Once the line containing "Look at the photo above. For each instance of the car" is found in the records below, return it and each following line exactly, up to and including the line containing "Look at the photo above. For each instance of the concrete", and nothing else.

- RECORD EXTRACTS:
┌──
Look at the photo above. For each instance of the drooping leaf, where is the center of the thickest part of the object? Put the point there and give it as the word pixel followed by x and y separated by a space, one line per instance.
└──
┌──
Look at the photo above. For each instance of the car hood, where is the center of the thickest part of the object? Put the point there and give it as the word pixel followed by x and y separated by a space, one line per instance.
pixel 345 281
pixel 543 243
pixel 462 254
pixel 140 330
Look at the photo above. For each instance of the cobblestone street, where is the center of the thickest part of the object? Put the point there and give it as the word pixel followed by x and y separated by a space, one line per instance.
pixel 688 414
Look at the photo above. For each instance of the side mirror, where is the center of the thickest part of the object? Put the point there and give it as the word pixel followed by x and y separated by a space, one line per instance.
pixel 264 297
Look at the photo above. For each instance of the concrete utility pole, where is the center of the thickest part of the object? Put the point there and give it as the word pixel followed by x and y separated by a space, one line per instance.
└──
- SOLUTION TO THE PROBLEM:
Look at the photo above. For each instance of the car hood, where is the center of the thickest part of the object? Put the point there and give it as the word pixel followed by x and y separated by a space, one line per instance.
pixel 345 281
pixel 543 243
pixel 462 254
pixel 140 330
Look at the photo above. For each instance of the cobblestone street, where is the center of the thickest part of the object? Put the point there and give it as the word pixel followed by x and y separated by a space, one line per instance.
pixel 688 414
Look at the photo above. For each instance of the side mirror, where is the center of the thickest part of the object? Put the point there and give it as the word pixel followed by x and y separated by a space, one line per instance.
pixel 264 297
Look at the photo above. For each instance of the concrete utility pole, where is the center of the thickest part of the object? Put the point there and give it as the word pixel followed by x and y separated by a space, one line per instance.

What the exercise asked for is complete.